▶ Task prompt: Rewrite all of the data below, changing "grey hair" to "silver hair" each time it appears and leaving everything else the same. Leave the pictures out of your answer.

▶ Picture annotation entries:
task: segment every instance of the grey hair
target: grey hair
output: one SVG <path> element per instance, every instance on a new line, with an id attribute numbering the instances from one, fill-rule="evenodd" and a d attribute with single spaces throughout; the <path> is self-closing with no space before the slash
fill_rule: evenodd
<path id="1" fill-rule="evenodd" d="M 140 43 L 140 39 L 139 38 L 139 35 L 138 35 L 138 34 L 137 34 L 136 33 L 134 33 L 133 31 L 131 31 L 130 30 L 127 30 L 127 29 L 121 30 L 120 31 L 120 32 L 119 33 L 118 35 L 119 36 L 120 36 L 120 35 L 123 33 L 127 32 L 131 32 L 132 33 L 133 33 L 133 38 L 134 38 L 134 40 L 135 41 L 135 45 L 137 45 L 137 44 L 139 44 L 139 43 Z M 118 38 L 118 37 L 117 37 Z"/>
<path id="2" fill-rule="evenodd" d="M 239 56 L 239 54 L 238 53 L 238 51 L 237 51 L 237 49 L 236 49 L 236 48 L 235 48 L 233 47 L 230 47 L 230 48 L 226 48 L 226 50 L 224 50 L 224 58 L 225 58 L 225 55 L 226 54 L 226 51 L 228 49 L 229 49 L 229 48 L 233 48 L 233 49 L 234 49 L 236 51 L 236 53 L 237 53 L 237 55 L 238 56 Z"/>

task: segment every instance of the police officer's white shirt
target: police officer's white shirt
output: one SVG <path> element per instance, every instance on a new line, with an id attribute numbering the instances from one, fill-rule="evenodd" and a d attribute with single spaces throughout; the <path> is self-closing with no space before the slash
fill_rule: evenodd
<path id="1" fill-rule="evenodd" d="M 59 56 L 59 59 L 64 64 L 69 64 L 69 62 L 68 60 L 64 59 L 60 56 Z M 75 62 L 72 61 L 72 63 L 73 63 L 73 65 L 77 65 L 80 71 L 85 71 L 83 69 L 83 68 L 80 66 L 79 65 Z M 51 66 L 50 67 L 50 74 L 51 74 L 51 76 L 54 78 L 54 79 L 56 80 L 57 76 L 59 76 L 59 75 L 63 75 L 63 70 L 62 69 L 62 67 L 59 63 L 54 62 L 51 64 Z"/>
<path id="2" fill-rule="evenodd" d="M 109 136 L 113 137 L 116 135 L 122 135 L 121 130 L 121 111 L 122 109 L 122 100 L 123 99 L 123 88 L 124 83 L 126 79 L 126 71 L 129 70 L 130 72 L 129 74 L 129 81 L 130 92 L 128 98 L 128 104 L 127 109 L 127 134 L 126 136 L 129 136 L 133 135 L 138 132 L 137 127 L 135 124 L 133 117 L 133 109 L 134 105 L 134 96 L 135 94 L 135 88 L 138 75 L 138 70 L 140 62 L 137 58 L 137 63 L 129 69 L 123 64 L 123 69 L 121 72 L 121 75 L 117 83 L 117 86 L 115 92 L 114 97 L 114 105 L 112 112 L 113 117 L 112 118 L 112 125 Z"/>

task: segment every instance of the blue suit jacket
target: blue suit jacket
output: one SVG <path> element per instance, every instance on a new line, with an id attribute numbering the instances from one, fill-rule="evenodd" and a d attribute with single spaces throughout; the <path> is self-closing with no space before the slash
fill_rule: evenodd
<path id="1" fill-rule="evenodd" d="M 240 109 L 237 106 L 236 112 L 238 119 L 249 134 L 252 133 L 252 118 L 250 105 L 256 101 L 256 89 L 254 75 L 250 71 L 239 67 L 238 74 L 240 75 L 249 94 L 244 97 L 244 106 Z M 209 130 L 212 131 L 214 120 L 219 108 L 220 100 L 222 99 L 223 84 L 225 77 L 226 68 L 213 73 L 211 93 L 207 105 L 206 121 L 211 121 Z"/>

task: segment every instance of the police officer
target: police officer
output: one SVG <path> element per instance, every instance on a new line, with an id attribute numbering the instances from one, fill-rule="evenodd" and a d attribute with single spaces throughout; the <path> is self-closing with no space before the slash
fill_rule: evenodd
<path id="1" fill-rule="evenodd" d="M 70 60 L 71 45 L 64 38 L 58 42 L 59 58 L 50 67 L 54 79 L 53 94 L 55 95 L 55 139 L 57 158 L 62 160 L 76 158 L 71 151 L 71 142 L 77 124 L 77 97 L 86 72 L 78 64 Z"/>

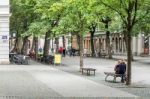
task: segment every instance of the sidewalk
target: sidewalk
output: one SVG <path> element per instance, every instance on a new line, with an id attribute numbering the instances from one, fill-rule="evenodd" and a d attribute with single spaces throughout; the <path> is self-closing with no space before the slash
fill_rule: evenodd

▶ Response for this exercise:
task: segment every instance of the silver hair
target: silver hair
output: one SVG <path> element per instance, every instance on a new line, with an id attribute numbering the instances from one, fill-rule="evenodd" and a d attribute with single spaces throughout; the <path> is self-closing with no space before the slash
fill_rule: evenodd
<path id="1" fill-rule="evenodd" d="M 140 43 L 140 39 L 139 38 L 139 35 L 138 35 L 138 34 L 137 34 L 136 33 L 134 33 L 133 31 L 131 31 L 130 30 L 127 30 L 127 29 L 121 30 L 120 31 L 120 32 L 119 33 L 118 35 L 119 36 L 120 36 L 120 35 L 123 33 L 127 32 L 131 32 L 132 33 L 133 33 L 133 38 L 134 38 L 134 40 L 135 41 L 135 45 L 137 45 L 137 44 L 139 44 L 139 43 Z M 118 38 L 118 37 L 117 37 Z"/>
<path id="2" fill-rule="evenodd" d="M 239 56 L 239 54 L 238 53 L 238 51 L 237 51 L 237 49 L 236 49 L 236 48 L 235 48 L 233 47 L 230 47 L 230 48 L 226 48 L 226 50 L 224 50 L 224 58 L 225 58 L 225 55 L 226 54 L 226 51 L 228 49 L 229 49 L 229 48 L 233 48 L 233 49 L 234 49 L 236 51 L 236 53 L 237 53 L 237 55 L 238 56 Z"/>

task: segment every instance of the police officer's white shirt
target: police officer's white shirt
output: one SVG <path> element per instance, every instance on a new line, with an id attribute numbering the instances from one, fill-rule="evenodd" and a d attribute with single spaces throughout; the <path> is self-closing with no space before the slash
fill_rule: evenodd
<path id="1" fill-rule="evenodd" d="M 59 56 L 59 59 L 64 64 L 69 64 L 69 62 L 68 60 L 64 59 L 60 56 Z M 75 62 L 72 61 L 72 63 L 73 63 L 73 65 L 77 65 L 80 71 L 85 71 L 83 69 L 83 68 L 80 66 L 79 65 Z M 51 66 L 50 67 L 50 74 L 51 74 L 51 76 L 54 78 L 54 79 L 56 80 L 57 76 L 59 76 L 59 75 L 63 75 L 63 70 L 62 69 L 62 67 L 59 63 L 54 62 L 51 64 Z"/>
<path id="2" fill-rule="evenodd" d="M 109 136 L 113 137 L 116 135 L 122 135 L 121 130 L 121 111 L 122 109 L 122 100 L 123 99 L 123 88 L 124 83 L 126 79 L 126 71 L 129 70 L 130 72 L 129 74 L 129 81 L 130 92 L 128 98 L 128 104 L 127 109 L 127 134 L 126 136 L 129 136 L 133 135 L 138 132 L 137 127 L 135 124 L 133 117 L 133 109 L 134 105 L 134 96 L 135 94 L 135 88 L 138 75 L 138 70 L 140 62 L 137 58 L 137 63 L 129 69 L 123 64 L 123 69 L 121 72 L 121 75 L 117 83 L 117 86 L 115 92 L 114 97 L 114 105 L 112 112 L 113 117 L 112 118 L 112 125 Z"/>

task: segment every instance of the blue suit jacket
target: blue suit jacket
output: one SVG <path> element per instance, every instance on a new line, with an id attribute numbering the instances from one, fill-rule="evenodd" and a d attribute with single spaces throughout; the <path> is self-closing with no space before the slash
fill_rule: evenodd
<path id="1" fill-rule="evenodd" d="M 240 109 L 237 106 L 236 112 L 238 119 L 249 134 L 252 133 L 252 118 L 250 105 L 256 101 L 256 89 L 254 75 L 250 71 L 239 67 L 238 74 L 240 75 L 249 94 L 244 97 L 244 106 Z M 209 130 L 212 131 L 214 120 L 219 108 L 220 100 L 222 99 L 223 84 L 225 77 L 226 68 L 213 73 L 211 93 L 207 105 L 206 121 L 211 121 Z"/>

task: segment every instance of the police officer
target: police officer
output: one SVG <path> element per instance, every instance on a new line, with an id attribute numbering the instances from one, fill-rule="evenodd" and a d attribute with single spaces throughout; the <path> is self-closing with no space before the slash
fill_rule: evenodd
<path id="1" fill-rule="evenodd" d="M 70 60 L 71 45 L 64 38 L 58 42 L 59 58 L 50 67 L 54 79 L 53 94 L 55 95 L 55 139 L 57 158 L 62 160 L 76 158 L 71 151 L 71 142 L 77 124 L 77 97 L 86 72 L 78 64 Z"/>

task: segment every instance of the sidewalk
target: sidewalk
output: one SVG <path> element per instance, every instance on a new line, with an id attribute numbering the instances from one, fill-rule="evenodd" and a d attribute with single spaces throughout; the <path> is self-closing with no space before the slash
fill_rule: evenodd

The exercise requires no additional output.